→ **THE REQUEST**
Can you copy the listing word for word, starting with the line that contains "You are given a photograph. Locate the white glove" and going on through the end of the listing?
::: SUPPLIED DATA :::
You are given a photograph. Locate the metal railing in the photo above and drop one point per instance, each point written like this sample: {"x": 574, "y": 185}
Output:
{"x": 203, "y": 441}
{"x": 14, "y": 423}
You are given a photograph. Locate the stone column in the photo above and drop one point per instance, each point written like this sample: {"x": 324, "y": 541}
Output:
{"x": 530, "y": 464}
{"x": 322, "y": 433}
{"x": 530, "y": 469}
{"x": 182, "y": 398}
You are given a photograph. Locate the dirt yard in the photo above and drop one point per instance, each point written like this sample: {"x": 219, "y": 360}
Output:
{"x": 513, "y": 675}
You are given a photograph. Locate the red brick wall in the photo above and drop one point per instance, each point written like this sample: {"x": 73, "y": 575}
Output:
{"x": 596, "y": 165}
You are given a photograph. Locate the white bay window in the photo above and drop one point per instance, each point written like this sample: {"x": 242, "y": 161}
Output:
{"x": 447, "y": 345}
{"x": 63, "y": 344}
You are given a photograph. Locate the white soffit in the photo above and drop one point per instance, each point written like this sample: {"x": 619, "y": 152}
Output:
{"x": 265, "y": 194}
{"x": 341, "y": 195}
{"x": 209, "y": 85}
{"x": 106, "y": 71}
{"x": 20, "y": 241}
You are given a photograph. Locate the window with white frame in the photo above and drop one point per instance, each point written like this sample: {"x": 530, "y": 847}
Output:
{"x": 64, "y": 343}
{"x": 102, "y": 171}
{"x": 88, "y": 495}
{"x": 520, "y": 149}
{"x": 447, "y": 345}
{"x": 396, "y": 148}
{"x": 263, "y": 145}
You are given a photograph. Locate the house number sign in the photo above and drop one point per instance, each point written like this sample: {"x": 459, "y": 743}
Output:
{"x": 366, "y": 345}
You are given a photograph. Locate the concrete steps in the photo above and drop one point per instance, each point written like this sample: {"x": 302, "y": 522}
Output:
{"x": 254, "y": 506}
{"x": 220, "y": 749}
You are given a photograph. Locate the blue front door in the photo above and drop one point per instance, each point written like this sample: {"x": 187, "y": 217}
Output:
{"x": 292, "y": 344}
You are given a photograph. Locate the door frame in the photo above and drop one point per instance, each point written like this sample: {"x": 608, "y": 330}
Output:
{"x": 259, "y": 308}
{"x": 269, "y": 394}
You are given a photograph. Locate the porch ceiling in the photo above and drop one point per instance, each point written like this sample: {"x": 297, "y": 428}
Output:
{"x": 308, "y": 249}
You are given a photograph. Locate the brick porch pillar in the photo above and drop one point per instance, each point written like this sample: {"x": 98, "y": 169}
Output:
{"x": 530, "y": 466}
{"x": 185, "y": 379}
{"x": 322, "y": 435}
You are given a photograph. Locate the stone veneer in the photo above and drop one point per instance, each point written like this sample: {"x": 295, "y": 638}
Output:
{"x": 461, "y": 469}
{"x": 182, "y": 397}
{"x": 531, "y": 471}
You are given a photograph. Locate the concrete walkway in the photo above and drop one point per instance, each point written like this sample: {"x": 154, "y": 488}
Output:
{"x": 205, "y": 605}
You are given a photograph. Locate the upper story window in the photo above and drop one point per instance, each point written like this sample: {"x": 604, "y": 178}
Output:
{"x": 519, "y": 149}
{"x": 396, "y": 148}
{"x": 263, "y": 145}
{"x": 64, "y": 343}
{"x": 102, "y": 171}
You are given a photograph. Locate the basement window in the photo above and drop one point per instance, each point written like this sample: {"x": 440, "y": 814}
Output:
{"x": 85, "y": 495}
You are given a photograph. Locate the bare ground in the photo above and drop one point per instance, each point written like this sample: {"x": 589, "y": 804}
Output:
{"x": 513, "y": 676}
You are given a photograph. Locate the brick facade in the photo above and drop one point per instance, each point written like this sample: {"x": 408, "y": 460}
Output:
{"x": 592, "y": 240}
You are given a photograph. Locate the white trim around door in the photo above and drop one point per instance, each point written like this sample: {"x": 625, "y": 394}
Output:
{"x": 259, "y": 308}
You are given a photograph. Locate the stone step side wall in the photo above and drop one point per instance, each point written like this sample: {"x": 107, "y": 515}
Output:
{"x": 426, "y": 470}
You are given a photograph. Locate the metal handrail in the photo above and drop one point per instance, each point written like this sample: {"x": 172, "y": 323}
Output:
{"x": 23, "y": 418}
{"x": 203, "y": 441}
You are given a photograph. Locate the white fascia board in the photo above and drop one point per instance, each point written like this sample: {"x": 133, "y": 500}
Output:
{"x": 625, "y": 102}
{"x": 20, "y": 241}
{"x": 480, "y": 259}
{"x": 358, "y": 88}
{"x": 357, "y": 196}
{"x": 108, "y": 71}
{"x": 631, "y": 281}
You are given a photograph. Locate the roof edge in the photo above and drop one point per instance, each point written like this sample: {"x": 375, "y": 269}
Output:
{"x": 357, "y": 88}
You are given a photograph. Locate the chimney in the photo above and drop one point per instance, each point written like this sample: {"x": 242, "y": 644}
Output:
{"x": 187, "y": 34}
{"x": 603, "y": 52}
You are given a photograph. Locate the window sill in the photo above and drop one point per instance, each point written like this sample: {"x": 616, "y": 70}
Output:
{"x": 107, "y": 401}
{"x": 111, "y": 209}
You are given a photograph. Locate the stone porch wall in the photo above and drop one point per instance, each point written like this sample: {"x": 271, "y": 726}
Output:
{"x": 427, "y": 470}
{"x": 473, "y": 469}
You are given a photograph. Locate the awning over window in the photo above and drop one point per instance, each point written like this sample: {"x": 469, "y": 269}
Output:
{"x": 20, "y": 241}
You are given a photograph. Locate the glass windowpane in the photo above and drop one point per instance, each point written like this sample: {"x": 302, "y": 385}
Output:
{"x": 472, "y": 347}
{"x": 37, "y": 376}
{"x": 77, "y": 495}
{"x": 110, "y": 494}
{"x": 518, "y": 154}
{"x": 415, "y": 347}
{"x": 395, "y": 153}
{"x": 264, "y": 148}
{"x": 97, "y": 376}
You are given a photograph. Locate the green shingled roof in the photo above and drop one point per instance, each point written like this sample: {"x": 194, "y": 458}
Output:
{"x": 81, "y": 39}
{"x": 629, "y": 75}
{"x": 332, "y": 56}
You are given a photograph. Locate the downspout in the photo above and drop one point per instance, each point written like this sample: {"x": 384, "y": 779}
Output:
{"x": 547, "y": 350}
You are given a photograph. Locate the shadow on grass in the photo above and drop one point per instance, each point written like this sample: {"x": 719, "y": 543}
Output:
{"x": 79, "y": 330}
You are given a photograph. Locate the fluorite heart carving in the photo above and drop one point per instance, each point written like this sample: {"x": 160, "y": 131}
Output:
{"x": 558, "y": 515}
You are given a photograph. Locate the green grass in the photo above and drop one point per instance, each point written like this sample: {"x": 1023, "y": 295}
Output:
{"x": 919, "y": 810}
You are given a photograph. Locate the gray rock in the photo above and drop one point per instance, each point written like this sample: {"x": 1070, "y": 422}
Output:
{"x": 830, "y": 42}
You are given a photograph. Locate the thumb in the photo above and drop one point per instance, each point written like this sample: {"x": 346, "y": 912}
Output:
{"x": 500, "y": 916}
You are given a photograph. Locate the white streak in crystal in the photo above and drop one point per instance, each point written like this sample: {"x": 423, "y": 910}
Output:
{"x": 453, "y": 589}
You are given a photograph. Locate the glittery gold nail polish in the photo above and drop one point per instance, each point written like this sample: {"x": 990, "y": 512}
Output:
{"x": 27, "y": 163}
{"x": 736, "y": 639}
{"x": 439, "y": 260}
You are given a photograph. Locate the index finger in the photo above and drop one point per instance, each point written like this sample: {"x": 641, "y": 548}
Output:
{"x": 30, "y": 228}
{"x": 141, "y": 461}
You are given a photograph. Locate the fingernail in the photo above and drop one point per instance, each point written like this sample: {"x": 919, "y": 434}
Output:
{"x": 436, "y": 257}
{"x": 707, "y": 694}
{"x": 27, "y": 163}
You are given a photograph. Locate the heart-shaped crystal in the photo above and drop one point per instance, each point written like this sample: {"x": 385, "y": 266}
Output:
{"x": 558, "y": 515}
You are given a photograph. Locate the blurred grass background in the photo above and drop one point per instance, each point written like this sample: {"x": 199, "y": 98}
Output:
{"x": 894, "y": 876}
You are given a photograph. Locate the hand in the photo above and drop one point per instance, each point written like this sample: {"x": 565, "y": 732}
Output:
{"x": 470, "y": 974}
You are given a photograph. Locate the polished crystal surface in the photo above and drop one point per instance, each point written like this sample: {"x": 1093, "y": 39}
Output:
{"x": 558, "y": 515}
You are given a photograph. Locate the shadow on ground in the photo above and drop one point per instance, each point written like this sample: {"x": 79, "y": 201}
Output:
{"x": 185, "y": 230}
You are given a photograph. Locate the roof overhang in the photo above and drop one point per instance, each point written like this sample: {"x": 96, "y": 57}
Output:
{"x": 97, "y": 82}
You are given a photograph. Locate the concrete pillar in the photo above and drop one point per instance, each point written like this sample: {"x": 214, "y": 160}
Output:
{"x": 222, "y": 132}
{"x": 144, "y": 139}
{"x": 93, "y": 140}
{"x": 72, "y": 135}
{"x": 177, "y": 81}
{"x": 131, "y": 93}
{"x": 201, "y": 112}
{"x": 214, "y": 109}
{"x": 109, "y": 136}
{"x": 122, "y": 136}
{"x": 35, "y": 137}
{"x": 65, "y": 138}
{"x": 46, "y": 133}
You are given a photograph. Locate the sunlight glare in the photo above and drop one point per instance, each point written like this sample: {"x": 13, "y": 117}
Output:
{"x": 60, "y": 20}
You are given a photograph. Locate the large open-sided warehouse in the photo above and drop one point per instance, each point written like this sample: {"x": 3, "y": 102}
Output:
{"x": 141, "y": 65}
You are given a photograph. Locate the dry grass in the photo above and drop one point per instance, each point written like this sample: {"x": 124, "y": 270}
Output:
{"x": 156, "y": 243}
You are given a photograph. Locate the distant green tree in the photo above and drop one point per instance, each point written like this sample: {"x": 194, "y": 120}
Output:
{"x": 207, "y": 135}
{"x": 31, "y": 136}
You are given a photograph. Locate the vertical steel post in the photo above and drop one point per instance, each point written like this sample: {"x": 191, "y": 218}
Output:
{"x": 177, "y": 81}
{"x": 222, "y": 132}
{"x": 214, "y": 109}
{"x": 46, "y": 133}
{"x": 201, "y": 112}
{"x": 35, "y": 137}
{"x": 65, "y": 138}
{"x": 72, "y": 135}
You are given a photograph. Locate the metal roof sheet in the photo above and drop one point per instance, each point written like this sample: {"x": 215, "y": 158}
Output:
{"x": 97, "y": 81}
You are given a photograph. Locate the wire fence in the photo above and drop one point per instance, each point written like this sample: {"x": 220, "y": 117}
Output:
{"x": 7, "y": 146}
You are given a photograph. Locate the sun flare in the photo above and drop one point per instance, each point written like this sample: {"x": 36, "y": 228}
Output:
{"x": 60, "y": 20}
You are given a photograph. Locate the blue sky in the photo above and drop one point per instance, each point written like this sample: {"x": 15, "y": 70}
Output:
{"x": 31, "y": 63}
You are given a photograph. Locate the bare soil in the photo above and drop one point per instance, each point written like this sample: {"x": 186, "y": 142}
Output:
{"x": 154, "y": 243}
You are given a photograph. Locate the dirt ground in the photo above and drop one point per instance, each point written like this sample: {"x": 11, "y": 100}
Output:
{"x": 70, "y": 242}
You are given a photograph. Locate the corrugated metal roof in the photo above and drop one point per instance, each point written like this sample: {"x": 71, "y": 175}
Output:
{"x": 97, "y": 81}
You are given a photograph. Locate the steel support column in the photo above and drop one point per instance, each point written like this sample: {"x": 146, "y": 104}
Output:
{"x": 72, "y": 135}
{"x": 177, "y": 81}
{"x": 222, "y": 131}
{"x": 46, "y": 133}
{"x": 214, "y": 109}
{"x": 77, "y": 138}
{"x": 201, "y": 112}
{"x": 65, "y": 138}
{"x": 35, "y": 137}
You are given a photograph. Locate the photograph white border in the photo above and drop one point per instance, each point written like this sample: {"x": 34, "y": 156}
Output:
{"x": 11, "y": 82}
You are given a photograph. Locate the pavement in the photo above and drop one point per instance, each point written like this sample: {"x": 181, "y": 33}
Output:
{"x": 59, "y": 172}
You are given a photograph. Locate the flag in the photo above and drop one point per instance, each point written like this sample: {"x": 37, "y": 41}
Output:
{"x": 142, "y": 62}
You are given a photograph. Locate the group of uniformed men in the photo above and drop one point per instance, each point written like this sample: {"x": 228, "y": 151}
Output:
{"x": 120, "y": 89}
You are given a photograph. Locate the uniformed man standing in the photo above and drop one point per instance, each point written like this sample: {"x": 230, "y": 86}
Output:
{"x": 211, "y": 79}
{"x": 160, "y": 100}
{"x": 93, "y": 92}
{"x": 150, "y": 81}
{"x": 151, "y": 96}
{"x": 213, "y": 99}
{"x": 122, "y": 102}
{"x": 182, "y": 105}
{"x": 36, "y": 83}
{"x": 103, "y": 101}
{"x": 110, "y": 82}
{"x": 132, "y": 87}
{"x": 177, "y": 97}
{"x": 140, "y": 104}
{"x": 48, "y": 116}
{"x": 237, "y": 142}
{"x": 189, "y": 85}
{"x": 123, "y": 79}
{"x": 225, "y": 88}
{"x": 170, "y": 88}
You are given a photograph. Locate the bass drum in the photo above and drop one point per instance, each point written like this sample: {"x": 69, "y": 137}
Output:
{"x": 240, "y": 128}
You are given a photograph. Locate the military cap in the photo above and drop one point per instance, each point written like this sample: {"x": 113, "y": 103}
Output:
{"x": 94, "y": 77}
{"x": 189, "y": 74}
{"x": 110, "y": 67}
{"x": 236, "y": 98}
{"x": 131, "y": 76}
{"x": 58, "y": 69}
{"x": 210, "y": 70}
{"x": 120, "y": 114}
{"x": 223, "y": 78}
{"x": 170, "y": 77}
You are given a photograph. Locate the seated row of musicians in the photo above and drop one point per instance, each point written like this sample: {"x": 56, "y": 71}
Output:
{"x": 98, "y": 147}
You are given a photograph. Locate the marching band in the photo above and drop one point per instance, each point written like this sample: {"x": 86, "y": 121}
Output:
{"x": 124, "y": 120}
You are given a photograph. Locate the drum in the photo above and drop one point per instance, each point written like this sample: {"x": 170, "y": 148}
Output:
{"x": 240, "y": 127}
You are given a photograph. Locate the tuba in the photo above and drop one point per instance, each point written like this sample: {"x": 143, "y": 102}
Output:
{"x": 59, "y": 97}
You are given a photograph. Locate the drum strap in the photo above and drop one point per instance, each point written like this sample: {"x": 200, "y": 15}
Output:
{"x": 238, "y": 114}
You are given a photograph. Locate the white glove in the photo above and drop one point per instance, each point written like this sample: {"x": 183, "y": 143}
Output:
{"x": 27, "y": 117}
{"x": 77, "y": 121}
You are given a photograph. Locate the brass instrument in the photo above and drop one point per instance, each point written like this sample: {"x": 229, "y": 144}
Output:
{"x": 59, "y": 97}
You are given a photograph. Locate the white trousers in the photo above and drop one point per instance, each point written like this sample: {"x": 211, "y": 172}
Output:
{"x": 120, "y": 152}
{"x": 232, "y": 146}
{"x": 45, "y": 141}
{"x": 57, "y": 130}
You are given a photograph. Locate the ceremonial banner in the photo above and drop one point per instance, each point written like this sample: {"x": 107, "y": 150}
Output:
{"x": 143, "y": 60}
:::
→ **RESPONSE BELOW**
You are given a photograph. Locate the white glove in the photo above and drop one point per instance, each point written like this sample: {"x": 183, "y": 143}
Output:
{"x": 27, "y": 117}
{"x": 77, "y": 121}
You are given a photograph. Locate the brass instrument in the photo above and drop one point per instance, each point written like this sample: {"x": 229, "y": 144}
Output:
{"x": 59, "y": 97}
You are given a photograph. Locate the white trousers in the photo above and drop one point per instance, each point written like this sample: {"x": 211, "y": 172}
Output:
{"x": 120, "y": 152}
{"x": 232, "y": 146}
{"x": 45, "y": 141}
{"x": 57, "y": 130}
You are given a photograph. Locate the ceremonial banner in the photo above and drop one point per instance, each point written like this sample: {"x": 107, "y": 150}
Output:
{"x": 143, "y": 60}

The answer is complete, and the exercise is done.